--- PROVIDED INFORMATION Enclosed Below ---

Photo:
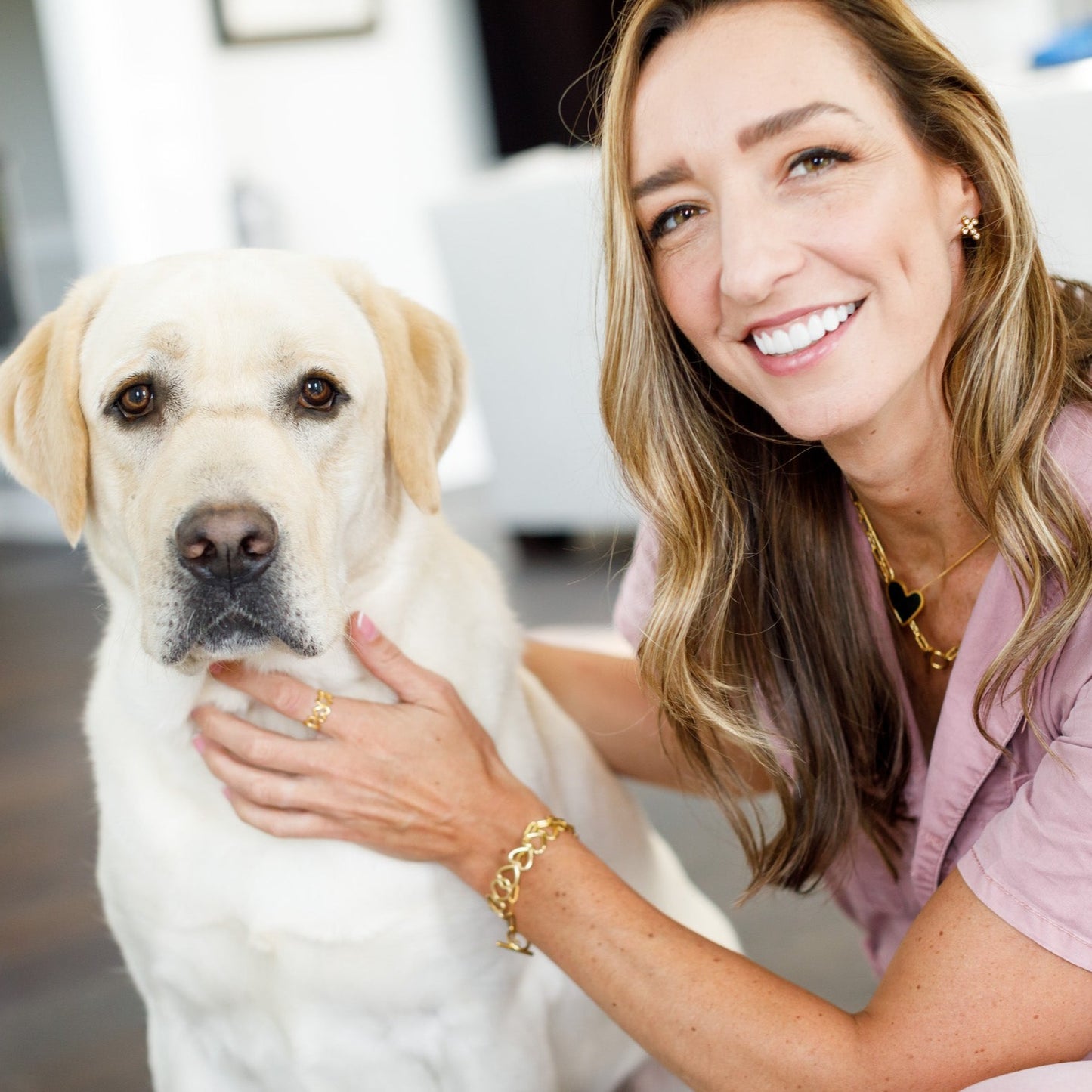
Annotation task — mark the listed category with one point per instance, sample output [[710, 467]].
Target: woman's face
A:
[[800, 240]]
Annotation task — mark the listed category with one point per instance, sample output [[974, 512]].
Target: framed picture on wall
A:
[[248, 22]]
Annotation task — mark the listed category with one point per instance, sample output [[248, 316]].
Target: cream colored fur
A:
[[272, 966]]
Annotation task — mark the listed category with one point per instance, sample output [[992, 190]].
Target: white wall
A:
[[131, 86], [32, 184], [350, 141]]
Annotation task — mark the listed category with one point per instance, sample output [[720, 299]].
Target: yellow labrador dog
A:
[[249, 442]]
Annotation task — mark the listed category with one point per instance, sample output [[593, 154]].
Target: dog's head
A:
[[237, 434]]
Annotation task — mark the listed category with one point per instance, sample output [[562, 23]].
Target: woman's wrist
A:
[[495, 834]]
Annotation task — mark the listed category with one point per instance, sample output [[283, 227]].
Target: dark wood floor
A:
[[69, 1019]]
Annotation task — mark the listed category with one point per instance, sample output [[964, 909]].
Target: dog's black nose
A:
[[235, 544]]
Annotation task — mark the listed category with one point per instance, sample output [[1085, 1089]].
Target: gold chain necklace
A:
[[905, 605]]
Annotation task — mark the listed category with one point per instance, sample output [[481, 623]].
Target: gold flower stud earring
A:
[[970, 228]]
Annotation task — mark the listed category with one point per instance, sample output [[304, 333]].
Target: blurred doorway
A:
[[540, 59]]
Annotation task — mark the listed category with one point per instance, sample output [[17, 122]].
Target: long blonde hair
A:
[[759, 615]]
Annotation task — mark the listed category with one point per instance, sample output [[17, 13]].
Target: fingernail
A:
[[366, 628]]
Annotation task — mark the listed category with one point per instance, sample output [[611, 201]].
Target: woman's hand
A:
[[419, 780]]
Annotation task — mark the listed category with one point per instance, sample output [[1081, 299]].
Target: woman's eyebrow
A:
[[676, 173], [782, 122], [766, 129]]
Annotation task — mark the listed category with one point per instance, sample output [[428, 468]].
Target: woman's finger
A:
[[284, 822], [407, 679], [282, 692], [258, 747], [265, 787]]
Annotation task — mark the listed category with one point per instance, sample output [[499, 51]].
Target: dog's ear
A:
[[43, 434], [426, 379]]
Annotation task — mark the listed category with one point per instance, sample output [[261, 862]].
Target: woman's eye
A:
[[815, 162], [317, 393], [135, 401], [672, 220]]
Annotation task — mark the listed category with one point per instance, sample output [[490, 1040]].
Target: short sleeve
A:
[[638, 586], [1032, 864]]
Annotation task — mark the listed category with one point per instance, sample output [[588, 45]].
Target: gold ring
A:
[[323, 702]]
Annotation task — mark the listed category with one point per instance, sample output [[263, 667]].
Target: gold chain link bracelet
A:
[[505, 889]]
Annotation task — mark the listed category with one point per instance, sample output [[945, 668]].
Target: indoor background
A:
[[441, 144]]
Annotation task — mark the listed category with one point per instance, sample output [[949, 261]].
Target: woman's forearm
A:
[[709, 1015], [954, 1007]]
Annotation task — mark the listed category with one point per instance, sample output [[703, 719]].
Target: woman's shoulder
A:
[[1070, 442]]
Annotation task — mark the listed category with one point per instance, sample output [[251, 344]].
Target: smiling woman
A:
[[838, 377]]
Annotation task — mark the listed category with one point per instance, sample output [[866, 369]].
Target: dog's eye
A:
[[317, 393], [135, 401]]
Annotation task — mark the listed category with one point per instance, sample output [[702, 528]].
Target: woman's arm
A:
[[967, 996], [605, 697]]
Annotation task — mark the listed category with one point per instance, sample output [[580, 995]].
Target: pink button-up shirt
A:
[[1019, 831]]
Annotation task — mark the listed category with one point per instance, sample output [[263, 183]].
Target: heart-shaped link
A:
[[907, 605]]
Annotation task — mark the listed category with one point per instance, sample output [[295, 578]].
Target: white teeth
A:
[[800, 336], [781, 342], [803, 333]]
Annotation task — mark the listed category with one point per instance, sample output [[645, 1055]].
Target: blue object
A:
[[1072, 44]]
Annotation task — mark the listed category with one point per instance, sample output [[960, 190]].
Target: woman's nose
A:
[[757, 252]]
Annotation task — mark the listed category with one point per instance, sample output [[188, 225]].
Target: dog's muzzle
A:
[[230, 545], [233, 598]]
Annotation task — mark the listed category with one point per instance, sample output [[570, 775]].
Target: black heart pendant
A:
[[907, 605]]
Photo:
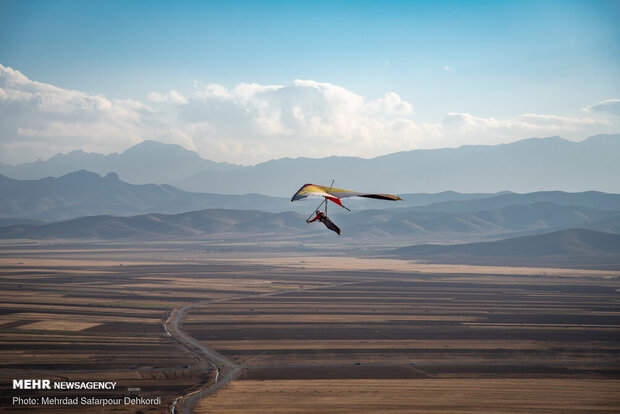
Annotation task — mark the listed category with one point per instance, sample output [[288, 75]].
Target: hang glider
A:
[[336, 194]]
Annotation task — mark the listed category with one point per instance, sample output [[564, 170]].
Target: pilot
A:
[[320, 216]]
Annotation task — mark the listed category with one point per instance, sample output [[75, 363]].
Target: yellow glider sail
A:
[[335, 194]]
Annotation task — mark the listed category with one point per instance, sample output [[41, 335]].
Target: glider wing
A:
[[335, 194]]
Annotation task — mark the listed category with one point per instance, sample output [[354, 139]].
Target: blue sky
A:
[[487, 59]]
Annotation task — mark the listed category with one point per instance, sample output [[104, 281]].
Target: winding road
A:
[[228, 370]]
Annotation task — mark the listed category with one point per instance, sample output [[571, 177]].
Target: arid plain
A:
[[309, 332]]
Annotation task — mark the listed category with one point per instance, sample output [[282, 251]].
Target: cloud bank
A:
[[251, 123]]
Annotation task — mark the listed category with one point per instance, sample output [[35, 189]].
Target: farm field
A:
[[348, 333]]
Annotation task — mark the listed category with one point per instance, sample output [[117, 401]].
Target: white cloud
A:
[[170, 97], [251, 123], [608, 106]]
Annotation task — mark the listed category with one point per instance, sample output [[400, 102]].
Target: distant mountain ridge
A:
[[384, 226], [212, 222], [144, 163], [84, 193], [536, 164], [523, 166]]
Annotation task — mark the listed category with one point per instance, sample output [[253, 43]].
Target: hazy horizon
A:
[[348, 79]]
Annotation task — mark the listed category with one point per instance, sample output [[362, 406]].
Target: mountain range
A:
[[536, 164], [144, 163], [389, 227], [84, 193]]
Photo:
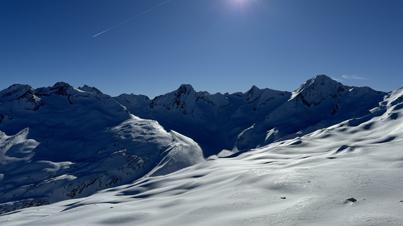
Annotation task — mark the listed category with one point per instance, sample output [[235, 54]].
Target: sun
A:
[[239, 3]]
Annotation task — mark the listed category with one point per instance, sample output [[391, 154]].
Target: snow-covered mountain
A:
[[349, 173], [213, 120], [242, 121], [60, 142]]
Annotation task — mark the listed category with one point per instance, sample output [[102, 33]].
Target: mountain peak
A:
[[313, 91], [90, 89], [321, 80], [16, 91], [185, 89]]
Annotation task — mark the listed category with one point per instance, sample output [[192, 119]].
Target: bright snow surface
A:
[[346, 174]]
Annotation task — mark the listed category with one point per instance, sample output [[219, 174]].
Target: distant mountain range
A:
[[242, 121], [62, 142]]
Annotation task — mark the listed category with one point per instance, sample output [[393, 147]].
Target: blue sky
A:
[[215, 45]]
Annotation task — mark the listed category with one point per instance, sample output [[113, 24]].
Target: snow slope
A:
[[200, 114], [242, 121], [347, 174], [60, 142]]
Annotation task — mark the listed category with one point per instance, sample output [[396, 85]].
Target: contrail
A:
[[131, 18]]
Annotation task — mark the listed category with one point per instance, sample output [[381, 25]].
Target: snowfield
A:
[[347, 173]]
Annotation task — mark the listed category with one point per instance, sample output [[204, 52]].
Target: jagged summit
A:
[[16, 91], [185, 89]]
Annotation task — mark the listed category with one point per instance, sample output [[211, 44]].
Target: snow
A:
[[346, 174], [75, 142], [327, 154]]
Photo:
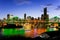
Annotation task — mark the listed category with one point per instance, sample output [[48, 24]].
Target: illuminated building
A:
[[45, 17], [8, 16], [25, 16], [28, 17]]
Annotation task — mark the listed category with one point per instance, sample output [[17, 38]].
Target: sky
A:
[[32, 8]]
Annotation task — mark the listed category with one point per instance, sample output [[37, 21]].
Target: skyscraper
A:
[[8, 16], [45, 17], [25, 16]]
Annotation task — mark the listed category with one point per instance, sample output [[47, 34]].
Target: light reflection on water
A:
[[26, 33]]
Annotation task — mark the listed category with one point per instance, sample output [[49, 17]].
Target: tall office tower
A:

--- End of Enclosed PROVIDED INFORMATION ---

EXERCISE INSTRUCTIONS
Could you return exactly the lines above from the line with "output [[41, 335]]." to the line with "output [[400, 102]].", both included, and nothing else?

TASK SOLUTION
Annotation task — mark the listed category with one point per instance, sample output [[41, 335]].
Target: glider wing
A:
[[335, 194]]
Annotation task — mark the listed category with one point per instance, sample output [[354, 139]].
Target: blue sky
A:
[[487, 59]]
Annotation task — mark the listed category with one point per instance, sample output [[104, 281]].
Target: winding road
A:
[[228, 370]]
Annotation task — mark the listed category with one point per instance, sample output [[571, 177]].
Target: arid plain
A:
[[309, 332]]
Annotation task — mark the listed category with one point per instance, sample output [[282, 251]].
Target: cloud bank
A:
[[251, 123]]
Annotation task — mark the listed category with one point per instance, sample output [[35, 189]].
Target: farm field
A:
[[348, 333]]
Annotation task — mark the listed category with one point per instance, sample output [[117, 401]].
Target: white cloud
A:
[[170, 97], [251, 123], [608, 106]]
Annotation task — mark the listed category with one point per instance, sample output [[400, 102]].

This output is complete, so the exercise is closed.